DATA LISTING section start
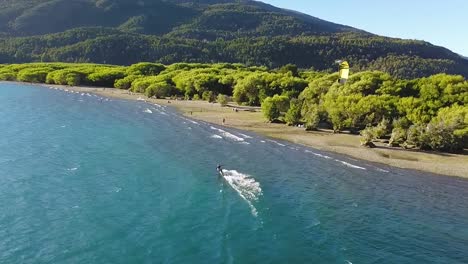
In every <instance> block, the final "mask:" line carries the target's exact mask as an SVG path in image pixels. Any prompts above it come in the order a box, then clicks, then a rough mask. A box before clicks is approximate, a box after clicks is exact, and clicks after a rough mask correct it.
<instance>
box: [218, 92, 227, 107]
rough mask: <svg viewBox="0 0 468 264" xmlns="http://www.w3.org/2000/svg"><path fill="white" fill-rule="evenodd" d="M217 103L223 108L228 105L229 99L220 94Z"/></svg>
mask: <svg viewBox="0 0 468 264" xmlns="http://www.w3.org/2000/svg"><path fill="white" fill-rule="evenodd" d="M216 101H217V102H218V103H219V104H220V105H221V106H222V107H224V106H226V105H227V103H228V98H227V96H226V95H224V94H218V97H217V98H216Z"/></svg>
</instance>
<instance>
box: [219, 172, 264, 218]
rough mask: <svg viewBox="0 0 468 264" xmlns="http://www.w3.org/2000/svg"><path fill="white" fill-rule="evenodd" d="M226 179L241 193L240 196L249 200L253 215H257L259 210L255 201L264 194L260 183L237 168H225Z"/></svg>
mask: <svg viewBox="0 0 468 264" xmlns="http://www.w3.org/2000/svg"><path fill="white" fill-rule="evenodd" d="M223 174H224V179H226V182H227V183H228V184H229V185H230V186H231V187H232V188H233V189H234V190H235V191H236V192H237V193H238V194H239V196H240V197H241V198H242V199H243V200H244V201H245V202H247V204H248V205H249V207H250V209H251V212H252V215H253V216H255V217H256V216H257V215H258V211H257V208H255V205H254V203H255V202H256V201H258V198H259V197H260V196H261V195H262V188H260V183H258V182H257V181H255V179H253V178H252V177H251V176H249V175H247V174H242V173H240V172H238V171H236V170H223Z"/></svg>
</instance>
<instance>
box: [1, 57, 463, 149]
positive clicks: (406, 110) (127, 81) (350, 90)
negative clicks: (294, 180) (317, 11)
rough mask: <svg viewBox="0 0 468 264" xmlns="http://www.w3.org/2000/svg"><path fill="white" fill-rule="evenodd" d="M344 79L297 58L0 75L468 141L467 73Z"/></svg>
mask: <svg viewBox="0 0 468 264" xmlns="http://www.w3.org/2000/svg"><path fill="white" fill-rule="evenodd" d="M337 79H338V74H337V73H331V74H327V73H324V72H316V71H301V70H299V69H297V67H295V66H294V65H286V66H284V67H282V68H280V69H277V70H271V69H268V68H266V67H246V66H245V65H242V64H189V63H177V64H172V65H162V64H156V63H138V64H134V65H131V66H128V67H125V66H115V65H99V64H64V63H33V64H13V65H0V80H9V81H23V82H35V83H49V84H61V85H92V86H102V87H116V88H119V89H129V90H130V91H132V92H137V93H142V94H145V95H146V96H148V97H158V98H166V97H178V98H185V99H191V100H199V99H203V100H207V101H210V102H213V101H215V100H217V101H218V102H219V103H221V104H222V105H223V104H226V103H227V101H228V97H231V98H232V99H233V100H234V101H236V102H237V103H238V104H241V105H254V106H260V105H261V106H262V111H263V113H264V115H265V117H266V118H267V119H268V120H270V121H280V122H286V123H288V124H290V125H298V124H303V125H304V126H305V127H306V129H309V130H313V129H317V128H323V127H326V128H332V129H333V130H334V131H336V132H339V131H343V130H350V131H351V132H354V133H358V132H359V131H361V134H362V135H363V144H372V141H373V140H375V139H376V138H382V137H388V138H390V139H389V144H390V145H391V146H395V147H397V146H403V147H405V148H415V147H416V148H421V149H432V150H441V151H450V152H459V151H462V150H463V148H467V147H468V106H467V104H468V82H467V81H466V79H465V78H463V77H462V76H459V75H446V74H437V75H433V76H430V77H427V78H419V79H414V80H402V79H397V78H394V77H392V76H390V75H389V74H387V73H383V72H378V71H365V72H359V73H355V74H353V75H351V77H350V79H349V81H348V82H347V83H346V84H344V85H341V84H340V83H338V82H337ZM372 126H375V127H372Z"/></svg>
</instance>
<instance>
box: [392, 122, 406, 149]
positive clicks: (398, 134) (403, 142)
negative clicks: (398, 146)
mask: <svg viewBox="0 0 468 264" xmlns="http://www.w3.org/2000/svg"><path fill="white" fill-rule="evenodd" d="M406 134H407V132H406V129H403V128H401V127H395V128H394V129H393V130H392V135H391V136H390V141H389V143H388V145H389V146H392V147H398V146H400V145H402V144H403V143H405V141H406Z"/></svg>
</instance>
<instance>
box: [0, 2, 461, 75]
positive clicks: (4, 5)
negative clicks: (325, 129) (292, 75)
mask: <svg viewBox="0 0 468 264" xmlns="http://www.w3.org/2000/svg"><path fill="white" fill-rule="evenodd" d="M338 59H343V60H347V61H349V62H350V65H351V67H352V70H354V71H356V72H357V71H366V70H371V71H374V70H376V71H383V72H386V73H389V74H390V75H391V76H392V77H395V78H404V79H414V78H420V77H428V76H430V75H433V74H436V73H447V74H457V75H463V76H465V77H468V60H466V59H465V58H462V57H461V56H459V55H458V54H455V53H453V52H451V51H450V50H448V49H445V48H443V47H438V46H434V45H432V44H430V43H427V42H424V41H419V40H404V39H396V38H388V37H383V36H378V35H374V34H371V33H368V32H365V31H362V30H359V29H355V28H352V27H349V26H345V25H339V24H335V23H331V22H328V21H324V20H321V19H318V18H315V17H312V16H308V15H305V14H301V13H299V12H294V11H289V10H284V9H280V8H276V7H273V6H271V5H267V4H265V3H262V2H258V1H248V0H245V1H235V0H199V1H188V0H164V1H163V0H140V1H134V0H74V1H69V0H34V1H33V0H14V1H13V0H3V1H0V63H26V62H57V61H60V62H70V63H71V62H73V63H102V64H115V65H127V66H128V65H131V64H134V63H138V62H140V61H150V62H157V63H162V64H172V63H177V62H187V63H242V64H245V65H248V66H265V67H268V68H279V67H281V66H284V65H286V64H288V63H294V64H295V65H297V66H298V67H299V68H301V69H312V70H317V71H328V72H334V71H335V65H334V64H333V63H334V61H335V60H338Z"/></svg>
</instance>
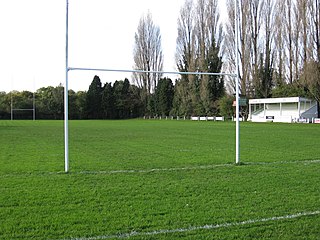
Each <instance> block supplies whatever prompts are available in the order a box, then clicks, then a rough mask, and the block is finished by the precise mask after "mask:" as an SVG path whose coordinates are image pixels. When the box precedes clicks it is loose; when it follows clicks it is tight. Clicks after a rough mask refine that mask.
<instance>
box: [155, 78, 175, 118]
mask: <svg viewBox="0 0 320 240" xmlns="http://www.w3.org/2000/svg"><path fill="white" fill-rule="evenodd" d="M173 94H174V91H173V83H172V81H171V79H169V78H161V79H160V80H159V82H158V85H157V88H156V91H155V99H156V101H155V102H156V104H157V105H156V110H157V111H156V113H157V114H158V115H160V116H168V115H169V113H170V111H171V109H172V103H173Z"/></svg>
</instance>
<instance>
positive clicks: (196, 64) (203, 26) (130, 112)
mask: <svg viewBox="0 0 320 240" xmlns="http://www.w3.org/2000/svg"><path fill="white" fill-rule="evenodd" d="M237 2H238V5H237V6H236V8H235V6H234V0H227V1H226V4H227V13H226V14H227V16H225V17H224V21H222V19H221V15H220V14H221V11H220V9H219V6H218V0H186V1H185V3H184V4H183V6H182V7H181V9H180V13H179V17H178V19H177V23H178V25H177V33H178V35H177V39H176V68H177V70H178V71H179V72H198V73H199V74H193V75H184V74H181V75H180V77H179V78H178V79H175V81H174V82H173V81H172V80H171V79H168V78H163V75H162V74H161V71H163V59H164V55H163V51H162V46H161V31H160V30H161V29H160V27H159V26H157V24H156V23H154V21H153V19H152V14H151V13H150V12H148V13H147V14H145V15H143V16H142V17H141V19H140V21H139V24H138V27H137V31H136V33H135V36H134V37H135V38H134V47H133V60H134V69H136V70H144V71H146V72H143V73H142V72H136V73H134V74H133V75H132V81H131V82H130V81H129V80H128V79H125V80H121V81H116V82H114V83H105V84H104V85H103V86H102V83H101V80H100V78H99V77H98V76H95V77H94V79H93V81H92V83H91V85H90V86H89V89H88V91H84V92H77V93H75V92H73V91H72V90H71V91H69V99H70V103H69V104H70V118H71V119H124V118H133V117H141V116H165V115H173V116H192V115H194V116H195V115H196V116H199V115H203V116H208V115H216V116H218V115H221V116H226V117H230V116H232V115H233V108H232V102H233V99H234V93H235V78H233V77H230V76H221V75H210V74H205V75H202V74H200V72H205V73H219V72H228V73H235V72H238V73H239V77H240V79H239V83H240V84H239V85H240V92H241V95H242V96H243V97H245V98H267V97H290V96H304V97H309V98H314V99H316V100H318V101H319V98H320V1H319V0H265V1H259V0H238V1H237ZM235 9H236V11H237V13H238V14H237V16H238V18H237V19H235ZM235 20H237V22H238V24H237V26H236V25H235V24H234V23H235ZM236 27H237V28H238V29H237V32H239V37H238V49H236V45H235V39H236V36H235V33H236ZM236 53H237V54H238V58H239V68H238V69H236ZM62 90H63V87H62V86H58V87H47V88H42V89H39V90H38V91H37V92H36V97H35V99H36V102H37V104H36V105H37V108H38V111H37V112H38V113H37V114H38V117H39V118H53V119H59V118H62V115H63V114H62V113H63V108H62V107H63V103H62V102H61V101H63V97H62V96H63V94H62V92H63V91H62ZM11 95H12V96H13V98H23V97H24V98H27V96H28V95H30V93H27V92H22V93H18V92H13V93H11ZM0 97H1V99H2V100H0V101H1V102H0V104H2V105H1V108H0V109H1V113H0V114H1V116H7V115H6V114H8V106H9V107H10V104H9V105H8V96H7V94H5V93H1V94H0ZM41 101H42V102H41ZM17 102H18V101H17ZM19 102H20V101H19ZM22 102H23V101H22ZM73 111H74V112H73ZM244 114H246V109H244Z"/></svg>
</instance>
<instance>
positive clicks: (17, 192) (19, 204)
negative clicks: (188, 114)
mask: <svg viewBox="0 0 320 240" xmlns="http://www.w3.org/2000/svg"><path fill="white" fill-rule="evenodd" d="M69 126H70V173H69V174H65V173H63V170H64V145H63V144H64V136H63V122H62V121H35V122H32V121H0V136H1V137H0V148H1V155H0V239H72V238H77V237H78V238H86V237H87V238H90V237H99V236H105V237H107V236H113V235H117V234H126V233H130V232H134V231H135V232H139V233H149V232H153V231H159V230H175V229H188V228H190V227H198V226H199V227H201V226H204V225H208V224H209V225H217V224H222V225H223V224H226V223H239V222H243V221H247V220H259V219H263V218H272V217H278V216H279V217H281V216H287V215H293V214H297V213H300V212H314V211H319V210H320V198H319V193H320V191H319V190H320V189H319V172H320V166H319V161H309V160H318V159H319V156H320V148H319V144H318V141H319V136H320V126H319V125H311V124H310V125H309V124H307V125H305V124H301V125H300V124H253V123H241V127H240V131H241V132H240V134H241V161H242V162H243V163H244V164H243V165H241V166H236V165H234V164H233V163H234V161H235V125H234V123H231V122H221V123H220V122H191V121H164V120H163V121H144V120H130V121H70V124H69ZM261 163H263V164H261ZM172 168H174V169H176V170H171V171H165V169H172ZM151 169H155V170H154V171H148V170H151ZM160 169H164V170H163V171H160ZM117 170H135V171H129V172H112V171H117ZM319 222H320V215H319V214H316V215H310V216H301V217H298V218H294V219H282V220H274V221H266V222H259V221H258V222H256V223H250V224H244V225H233V226H229V227H221V228H216V229H202V230H199V229H198V230H193V231H187V232H173V233H163V234H157V235H147V234H146V235H143V234H142V235H137V236H132V237H131V239H250V238H251V239H319V236H320V229H319Z"/></svg>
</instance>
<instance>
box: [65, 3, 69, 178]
mask: <svg viewBox="0 0 320 240" xmlns="http://www.w3.org/2000/svg"><path fill="white" fill-rule="evenodd" d="M68 25H69V0H66V79H65V86H64V171H65V172H66V173H68V172H69V128H68V115H69V114H68V112H69V110H68V80H69V79H68V78H69V63H68V57H69V56H68V53H69V36H68V34H69V26H68Z"/></svg>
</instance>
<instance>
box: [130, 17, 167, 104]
mask: <svg viewBox="0 0 320 240" xmlns="http://www.w3.org/2000/svg"><path fill="white" fill-rule="evenodd" d="M133 56H134V63H135V64H134V69H137V70H144V71H162V70H163V53H162V47H161V34H160V28H159V27H158V26H156V25H155V24H154V22H153V20H152V15H151V13H150V12H148V14H147V15H143V16H142V17H141V19H140V22H139V25H138V29H137V32H136V33H135V45H134V50H133ZM160 78H161V74H159V73H134V74H133V81H134V82H135V83H136V84H137V85H138V87H140V88H141V89H142V90H143V93H142V97H143V98H144V99H147V98H148V96H150V94H151V93H153V92H154V90H155V87H156V86H157V82H158V80H159V79H160Z"/></svg>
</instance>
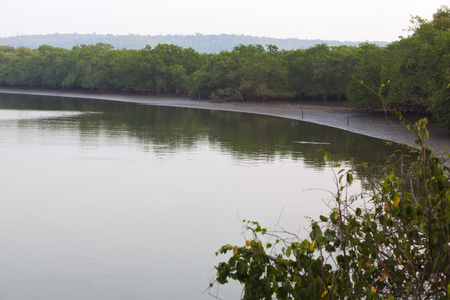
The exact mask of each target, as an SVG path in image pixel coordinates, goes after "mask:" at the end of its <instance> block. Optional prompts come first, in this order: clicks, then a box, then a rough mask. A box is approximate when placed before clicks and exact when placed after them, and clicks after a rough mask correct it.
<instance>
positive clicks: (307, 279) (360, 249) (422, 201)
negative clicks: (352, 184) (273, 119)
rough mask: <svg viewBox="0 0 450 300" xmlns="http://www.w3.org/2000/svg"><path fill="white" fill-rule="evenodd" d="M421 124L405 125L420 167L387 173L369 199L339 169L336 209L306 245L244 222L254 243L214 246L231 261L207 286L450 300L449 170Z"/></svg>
mask: <svg viewBox="0 0 450 300" xmlns="http://www.w3.org/2000/svg"><path fill="white" fill-rule="evenodd" d="M401 120H402V122H405V121H404V120H403V119H401ZM426 125H427V119H420V120H419V121H418V122H417V123H415V124H408V125H407V127H408V128H410V129H411V130H412V132H413V133H414V134H415V135H416V136H417V142H416V143H417V145H418V148H417V149H416V150H415V151H413V152H412V153H411V154H412V155H416V156H417V161H416V162H415V163H413V164H412V165H411V166H410V167H409V168H407V169H406V168H404V165H403V164H401V169H400V171H399V172H398V173H396V172H395V171H390V170H386V173H385V175H384V178H383V179H382V180H373V181H372V192H371V194H370V197H367V196H366V195H349V194H348V188H349V187H350V186H351V185H352V182H353V173H352V171H351V170H346V169H342V170H341V171H339V172H338V173H337V174H336V182H337V192H336V193H335V195H334V199H335V203H334V204H335V205H334V207H332V208H331V211H330V213H329V214H328V215H326V216H320V221H312V222H311V226H310V228H309V238H306V239H300V238H299V237H297V236H296V235H295V234H292V233H289V232H286V231H285V230H283V229H280V228H275V229H273V230H268V229H266V228H263V227H261V226H260V225H259V224H258V223H257V222H252V221H245V220H244V224H245V229H246V230H247V233H248V234H249V235H250V236H249V237H247V238H246V240H245V242H244V245H242V246H238V245H230V244H227V245H224V246H222V247H221V248H220V249H219V251H218V252H217V253H216V255H219V254H228V253H230V257H229V259H228V261H226V262H221V263H219V264H218V265H217V266H216V270H217V275H216V277H215V278H214V279H213V280H212V281H211V284H210V288H211V289H212V288H213V286H214V285H215V284H226V283H227V282H228V281H229V280H236V281H238V282H240V283H241V284H242V285H243V292H242V296H243V297H242V298H243V299H273V298H274V297H276V299H399V298H400V299H448V298H449V297H450V249H449V248H450V169H449V168H448V167H446V166H445V165H444V164H443V161H442V160H440V159H439V158H437V157H436V156H434V155H433V153H432V151H431V150H430V149H429V148H428V147H427V146H426V140H427V138H428V131H427V129H426ZM323 153H324V154H325V155H324V158H325V160H328V159H329V157H330V154H329V153H325V152H323ZM401 157H402V156H401ZM448 157H449V158H450V155H448ZM211 289H210V292H211ZM219 296H220V295H219Z"/></svg>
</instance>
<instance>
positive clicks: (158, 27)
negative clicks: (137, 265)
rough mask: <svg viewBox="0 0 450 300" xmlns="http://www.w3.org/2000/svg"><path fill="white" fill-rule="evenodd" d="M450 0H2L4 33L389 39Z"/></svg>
mask: <svg viewBox="0 0 450 300" xmlns="http://www.w3.org/2000/svg"><path fill="white" fill-rule="evenodd" d="M442 5H447V6H450V0H307V1H306V0H270V1H268V0H189V1H188V0H108V1H106V0H70V1H67V0H0V37H8V36H16V35H28V34H52V33H78V34H83V33H97V34H125V35H127V34H139V35H159V34H161V35H168V34H182V35H191V34H196V33H200V34H222V33H225V34H244V35H253V36H261V37H262V36H264V37H274V38H299V39H323V40H339V41H386V42H391V41H395V40H398V39H399V36H406V35H408V32H407V31H405V29H407V28H408V27H409V25H410V20H411V16H420V17H422V18H425V19H429V20H430V19H432V16H433V13H435V12H436V11H437V9H438V8H440V7H441V6H442Z"/></svg>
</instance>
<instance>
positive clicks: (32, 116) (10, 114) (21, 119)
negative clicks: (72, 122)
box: [0, 110, 83, 121]
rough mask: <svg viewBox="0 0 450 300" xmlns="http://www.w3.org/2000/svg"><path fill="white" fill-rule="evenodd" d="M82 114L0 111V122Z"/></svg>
mask: <svg viewBox="0 0 450 300" xmlns="http://www.w3.org/2000/svg"><path fill="white" fill-rule="evenodd" d="M81 114H83V112H79V111H48V110H0V121H3V120H29V119H47V118H63V117H73V116H78V115H81Z"/></svg>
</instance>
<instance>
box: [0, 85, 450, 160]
mask: <svg viewBox="0 0 450 300" xmlns="http://www.w3.org/2000/svg"><path fill="white" fill-rule="evenodd" d="M0 93H10V94H28V95H43V96H58V97H71V98H89V99H101V100H110V101H122V102H133V103H140V104H146V105H159V106H172V107H186V108H197V109H211V110H223V111H234V112H243V113H254V114H261V115H270V116H276V117H282V118H289V119H294V120H300V121H305V122H311V123H316V124H321V125H326V126H330V127H335V128H339V129H343V130H347V131H350V132H355V133H358V134H363V135H366V136H371V137H375V138H378V139H382V140H386V141H392V142H396V143H403V144H406V145H409V146H413V145H414V140H415V137H414V136H413V135H411V134H410V133H409V132H408V131H407V130H406V129H405V128H404V127H403V126H402V125H400V124H399V122H398V120H396V118H394V117H391V119H392V122H389V121H388V120H387V119H386V117H385V116H384V115H383V114H372V113H367V112H363V111H357V110H349V109H347V108H345V107H340V106H326V105H315V104H309V103H302V102H276V101H269V102H213V101H208V100H195V99H190V98H181V97H164V96H162V97H156V96H140V95H125V94H108V93H90V92H78V91H50V90H21V89H0ZM428 129H429V131H430V139H429V141H428V145H429V146H430V148H431V149H433V151H435V152H437V153H440V154H444V153H450V130H445V129H442V128H440V127H438V126H437V125H436V124H430V125H429V126H428Z"/></svg>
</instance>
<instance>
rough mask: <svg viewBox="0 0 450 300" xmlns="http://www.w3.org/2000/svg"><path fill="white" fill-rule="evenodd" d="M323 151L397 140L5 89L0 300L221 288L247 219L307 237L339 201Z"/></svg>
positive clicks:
DATA LISTING section end
• [WORK ITEM]: Show each line of the entries above that contains the word "negative", with case counting.

• [REPLY]:
negative clicks: (294, 180) (317, 11)
negative clicks: (398, 146)
negative clicks: (325, 129) (292, 75)
negative clicks: (188, 114)
negative clicks: (352, 184) (273, 119)
negative clicks: (137, 265)
negative clicks: (72, 122)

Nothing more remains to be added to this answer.